§ EXERCÍCIO ESCRITO 1
De acordo com o texto sobre o show de Jonathan Richman no Circo Voador, quantas pessoas estiveram presentes na apresentação?

A incrível dificuldade de um blogueiro em "entender" shows históricos














No último sábado (17/4), o cantor e compositor norte-americano Jonathan Richman, ex-líder do Modern Lovers, se apresentou no Circo Voador, tradicional espaço de shows do Rio de Janeiro. A apresentação era cercada de espectativa por boa parte dos fãs brasileiros de música alternativa , por se tratar da primeira visita de Richman ao País. Para quem não conhece, o Modern Lovers, banda formada no início dos anos 70 na cidade de Boston (EUA), está na base da árvore genealógica do punk rock, influenciando artistas das mais variadas sonoridades e magnitudes: de Ramones a U2; de Talking Heads a Sex Pistols e The Clash; de Blondie ao indie rock moderno. Além disso, Richman é aquele cancioneiro que narra a — e aparece cantando na — comédia arrasa-quarteirão "Quem vai ficar com Mary?", dirigida pelos irmãos Farelly em 1998.

Em contraponto à notoriedade da atração da noite, apenas umas 50 pessoas estiveram presentes no show de Jonathan Richman — acompanhado do baterista Tommy Larkins — no Circo Voador. De passagem pelo Rio, eu estava entre os "felizardos" que puderam conferir uma apresentação que, de tão intimista, ganhou imediatamente uma aura de clássica. Afinal, não é todo dia que se pode assistir de perto e de forma tão exclusiva uma figura de tamanha relevância para a história do rock. Para se ter uma idéia, em determinado momento o público começou a pedir músicas para Richman, que ficava decidindo qual pedido deveria atender. O ídolo punk estava ali, do nosso lado, tão tocável e real quanto uma banda iniciante de uma cidade do interior.

§ DADOS APRESENTADOS

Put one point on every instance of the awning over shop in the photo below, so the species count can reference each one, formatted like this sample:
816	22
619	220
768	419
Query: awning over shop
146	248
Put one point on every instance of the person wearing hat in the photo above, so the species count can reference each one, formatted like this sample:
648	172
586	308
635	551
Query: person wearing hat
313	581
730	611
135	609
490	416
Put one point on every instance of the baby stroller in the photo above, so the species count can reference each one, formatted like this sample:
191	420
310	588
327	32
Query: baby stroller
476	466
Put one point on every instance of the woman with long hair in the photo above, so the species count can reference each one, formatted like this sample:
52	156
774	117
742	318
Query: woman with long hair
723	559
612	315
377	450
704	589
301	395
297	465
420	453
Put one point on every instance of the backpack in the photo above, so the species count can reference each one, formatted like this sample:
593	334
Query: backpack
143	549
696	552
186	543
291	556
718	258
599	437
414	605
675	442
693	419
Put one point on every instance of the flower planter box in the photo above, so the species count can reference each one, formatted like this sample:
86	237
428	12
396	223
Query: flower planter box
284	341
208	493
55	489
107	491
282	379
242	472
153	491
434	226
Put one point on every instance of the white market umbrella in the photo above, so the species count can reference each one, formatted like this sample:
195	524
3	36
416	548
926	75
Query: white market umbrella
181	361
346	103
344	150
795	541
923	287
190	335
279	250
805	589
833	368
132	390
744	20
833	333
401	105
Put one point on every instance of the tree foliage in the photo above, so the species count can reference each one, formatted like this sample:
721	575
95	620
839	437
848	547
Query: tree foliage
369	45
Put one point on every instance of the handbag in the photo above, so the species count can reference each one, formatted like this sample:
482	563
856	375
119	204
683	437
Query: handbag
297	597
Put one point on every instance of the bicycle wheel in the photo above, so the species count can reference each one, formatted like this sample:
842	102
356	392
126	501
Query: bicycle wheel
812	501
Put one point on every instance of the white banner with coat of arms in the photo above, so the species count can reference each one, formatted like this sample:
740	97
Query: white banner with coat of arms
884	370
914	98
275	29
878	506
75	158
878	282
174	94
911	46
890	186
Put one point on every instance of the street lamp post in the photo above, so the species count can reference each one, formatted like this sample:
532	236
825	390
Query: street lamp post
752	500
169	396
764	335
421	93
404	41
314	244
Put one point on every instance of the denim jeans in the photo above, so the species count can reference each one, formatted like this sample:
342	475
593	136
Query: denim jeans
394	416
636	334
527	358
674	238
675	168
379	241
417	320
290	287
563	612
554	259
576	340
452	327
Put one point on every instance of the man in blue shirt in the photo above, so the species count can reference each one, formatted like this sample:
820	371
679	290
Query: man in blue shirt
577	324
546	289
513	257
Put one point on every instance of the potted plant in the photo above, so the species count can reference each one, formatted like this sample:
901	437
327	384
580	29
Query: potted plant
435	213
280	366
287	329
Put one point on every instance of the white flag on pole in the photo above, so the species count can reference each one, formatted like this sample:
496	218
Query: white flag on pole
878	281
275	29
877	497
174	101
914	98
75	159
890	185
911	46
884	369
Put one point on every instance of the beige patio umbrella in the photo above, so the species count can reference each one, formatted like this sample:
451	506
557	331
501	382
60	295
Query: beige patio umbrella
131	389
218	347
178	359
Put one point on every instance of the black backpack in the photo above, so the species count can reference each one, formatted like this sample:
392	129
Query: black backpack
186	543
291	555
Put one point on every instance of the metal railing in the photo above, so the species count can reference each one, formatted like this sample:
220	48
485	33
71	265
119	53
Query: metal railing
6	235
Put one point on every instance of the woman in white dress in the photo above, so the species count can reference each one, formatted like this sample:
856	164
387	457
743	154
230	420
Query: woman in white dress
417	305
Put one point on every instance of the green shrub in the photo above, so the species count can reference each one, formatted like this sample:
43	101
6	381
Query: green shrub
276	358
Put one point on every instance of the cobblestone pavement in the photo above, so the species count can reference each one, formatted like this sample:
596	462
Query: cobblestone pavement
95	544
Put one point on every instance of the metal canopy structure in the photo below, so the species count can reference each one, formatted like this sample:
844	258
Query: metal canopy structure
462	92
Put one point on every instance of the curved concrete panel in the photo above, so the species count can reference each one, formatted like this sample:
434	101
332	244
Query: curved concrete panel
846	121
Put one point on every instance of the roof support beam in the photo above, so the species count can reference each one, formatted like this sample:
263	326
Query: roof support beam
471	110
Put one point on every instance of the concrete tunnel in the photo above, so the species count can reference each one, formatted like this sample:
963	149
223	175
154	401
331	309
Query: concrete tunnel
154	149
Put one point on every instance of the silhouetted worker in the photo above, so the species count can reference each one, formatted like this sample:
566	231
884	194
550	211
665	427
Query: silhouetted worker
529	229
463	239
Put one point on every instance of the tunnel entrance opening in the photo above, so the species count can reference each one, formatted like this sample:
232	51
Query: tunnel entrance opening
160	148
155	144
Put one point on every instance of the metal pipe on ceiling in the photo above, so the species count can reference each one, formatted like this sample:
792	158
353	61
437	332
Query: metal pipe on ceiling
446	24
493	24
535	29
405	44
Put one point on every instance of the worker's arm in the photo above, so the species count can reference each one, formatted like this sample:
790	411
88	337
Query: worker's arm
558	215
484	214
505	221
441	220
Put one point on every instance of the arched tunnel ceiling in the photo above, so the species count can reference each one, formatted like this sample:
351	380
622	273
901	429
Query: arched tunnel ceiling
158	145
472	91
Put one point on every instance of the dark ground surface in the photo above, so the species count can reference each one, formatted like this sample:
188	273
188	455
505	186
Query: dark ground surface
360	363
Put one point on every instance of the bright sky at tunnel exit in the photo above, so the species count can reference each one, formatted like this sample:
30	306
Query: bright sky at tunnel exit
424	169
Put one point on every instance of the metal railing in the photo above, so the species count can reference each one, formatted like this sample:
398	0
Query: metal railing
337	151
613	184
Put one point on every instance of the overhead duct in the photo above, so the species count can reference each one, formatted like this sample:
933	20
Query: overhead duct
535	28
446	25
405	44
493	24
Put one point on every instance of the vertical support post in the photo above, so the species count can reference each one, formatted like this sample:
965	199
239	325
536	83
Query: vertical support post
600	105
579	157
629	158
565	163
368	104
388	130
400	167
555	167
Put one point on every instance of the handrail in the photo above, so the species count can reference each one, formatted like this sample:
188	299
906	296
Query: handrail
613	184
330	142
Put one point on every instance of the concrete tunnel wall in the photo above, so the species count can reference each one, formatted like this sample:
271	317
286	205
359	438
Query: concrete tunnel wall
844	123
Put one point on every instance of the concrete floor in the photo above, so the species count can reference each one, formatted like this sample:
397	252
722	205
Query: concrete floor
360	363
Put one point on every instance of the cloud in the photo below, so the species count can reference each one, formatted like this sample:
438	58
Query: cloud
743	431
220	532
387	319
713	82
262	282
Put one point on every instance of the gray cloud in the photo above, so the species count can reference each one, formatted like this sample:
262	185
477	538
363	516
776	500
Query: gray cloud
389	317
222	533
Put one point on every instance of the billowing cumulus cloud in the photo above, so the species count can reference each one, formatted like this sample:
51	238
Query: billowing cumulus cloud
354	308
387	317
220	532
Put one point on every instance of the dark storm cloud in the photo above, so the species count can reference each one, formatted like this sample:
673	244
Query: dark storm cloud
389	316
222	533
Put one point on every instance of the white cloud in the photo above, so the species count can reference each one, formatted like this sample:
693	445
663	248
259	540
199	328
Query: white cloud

§ EXERCÍCIO ESCRITO 2
Reproduza a parte das entradas que se inicia na linha que contém "Put one point on every instance of the concrete tunnel wall" e vai até o final das entradas, trocando "species count" por "object count" e mantendo todo o restante inalterado.

§ RESPOSTA COMPLETA 1
Apenas umas 50 pessoas.

§ RESPOSTA COMPLETA 2
Put one point on every instance of the concrete tunnel wall in the photo above, so the object count can reference each one, formatted like this sample:
271	317
286	205
359	438
Query: concrete tunnel wall
844	123
Put one point on every instance of the concrete floor in the photo above, so the object count can reference each one, formatted like this sample:
397	252
722	205
Query: concrete floor
360	363
Put one point on every instance of the cloud in the photo below, so the object count can reference each one, formatted like this sample:
438	58
Query: cloud
743	431
220	532
387	319
713	82
262	282
Put one point on every instance of the gray cloud in the photo above, so the object count can reference each one, formatted like this sample:
262	185
477	538
363	516
776	500
Query: gray cloud
389	317
222	533
Put one point on every instance of the billowing cumulus cloud in the photo above, so the object count can reference each one, formatted like this sample:
51	238
Query: billowing cumulus cloud
354	308
387	317
220	532
Put one point on every instance of the dark storm cloud in the photo above, so the object count can reference each one, formatted like this sample:
673	244
Query: dark storm cloud
389	316
222	533
Put one point on every instance of the white cloud in the photo above, so the object count can reference each one, formatted like this sample:
693	445
663	248
259	540
199	328
Query: white cloud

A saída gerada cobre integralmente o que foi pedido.